Location annotation dataset excerpts:
────

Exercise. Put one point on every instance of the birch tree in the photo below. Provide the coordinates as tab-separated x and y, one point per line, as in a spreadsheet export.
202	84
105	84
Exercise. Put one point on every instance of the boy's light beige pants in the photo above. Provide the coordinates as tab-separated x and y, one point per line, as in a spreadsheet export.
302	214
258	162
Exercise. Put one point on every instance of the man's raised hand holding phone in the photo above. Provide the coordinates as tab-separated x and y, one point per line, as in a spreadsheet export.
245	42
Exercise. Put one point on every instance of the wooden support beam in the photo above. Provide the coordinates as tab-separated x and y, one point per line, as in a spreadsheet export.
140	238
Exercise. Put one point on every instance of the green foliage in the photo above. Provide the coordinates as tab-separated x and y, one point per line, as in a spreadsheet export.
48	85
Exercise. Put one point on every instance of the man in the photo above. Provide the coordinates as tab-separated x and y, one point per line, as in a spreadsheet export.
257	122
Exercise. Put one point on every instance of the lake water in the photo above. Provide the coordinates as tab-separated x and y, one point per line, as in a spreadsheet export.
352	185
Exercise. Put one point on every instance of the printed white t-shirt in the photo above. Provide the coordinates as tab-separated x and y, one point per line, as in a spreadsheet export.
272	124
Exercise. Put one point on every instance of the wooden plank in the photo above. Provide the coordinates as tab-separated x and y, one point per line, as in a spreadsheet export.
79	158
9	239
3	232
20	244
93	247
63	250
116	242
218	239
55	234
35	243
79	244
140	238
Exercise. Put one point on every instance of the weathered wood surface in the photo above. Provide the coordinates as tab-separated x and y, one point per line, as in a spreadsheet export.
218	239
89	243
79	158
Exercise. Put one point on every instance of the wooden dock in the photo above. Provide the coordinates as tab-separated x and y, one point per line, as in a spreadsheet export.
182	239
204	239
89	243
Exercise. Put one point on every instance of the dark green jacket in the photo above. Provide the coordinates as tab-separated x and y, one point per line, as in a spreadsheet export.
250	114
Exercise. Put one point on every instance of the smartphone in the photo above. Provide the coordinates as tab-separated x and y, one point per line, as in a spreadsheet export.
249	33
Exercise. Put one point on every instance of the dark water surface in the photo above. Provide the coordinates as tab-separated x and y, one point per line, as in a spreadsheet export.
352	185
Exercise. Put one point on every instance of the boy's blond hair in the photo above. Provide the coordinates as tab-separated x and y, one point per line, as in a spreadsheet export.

────

EXERCISE DETAILS:
Produce an exact copy of the lines from the one containing "Exercise. Put one point on every instance of the lake" through the last line, and of nothing else.

EXPECTED ANSWER:
Exercise. Put one point on every instance of the lake water in the photo above. Provide the coordinates as tab-separated x and y, one point per line, as in a spreadsheet export.
352	185
Exercise. Put one point on every instance of the printed white t-shirt in the photo above. Provide the coordinates as tab-separated x and y, one point per line, as in a spreadsheet export.
272	124
Exercise. Put one point on every instance of the wooden plank in the photo above. Provide the coordinates as tab-separated x and y, one point per line, as in a spreadsheet export.
79	158
9	239
3	232
20	244
93	247
63	250
116	242
218	239
55	234
35	243
79	244
140	238
Exercise. Put one point on every instance of the weathered wood surface in the photo above. Provide the coordinates as tab-separated x and y, one point per line, as in a spreadsheet export.
218	239
89	243
79	158
Exercise. Put one point on every instance of the wooden dock in the photo above. Provide the coordinates as tab-separated x and y, one point per line, as in a spreadsheet export.
182	239
204	239
89	243
Exercise. Put one point on every instance of the dark green jacket in the photo above. Provide the coordinates as tab-separated x and y, one point per line, as in a spreadsheet export.
250	114
Exercise. Put one point on every instance of the smartphone in the photo above. Provide the coordinates as tab-separated x and y, one point per line, as in a spreadsheet export.
249	33
Exercise. Put one point on every instance of the dark water surface in the photo above. Provide the coordinates as tab-separated x and y, one point per line, as in a spreadsheet export.
352	185
Exercise. Put one point on every instance of the boy's blond hair in the photo above. Provide the coordinates as tab-separated x and y, one point per line, as in a spreadsheet export.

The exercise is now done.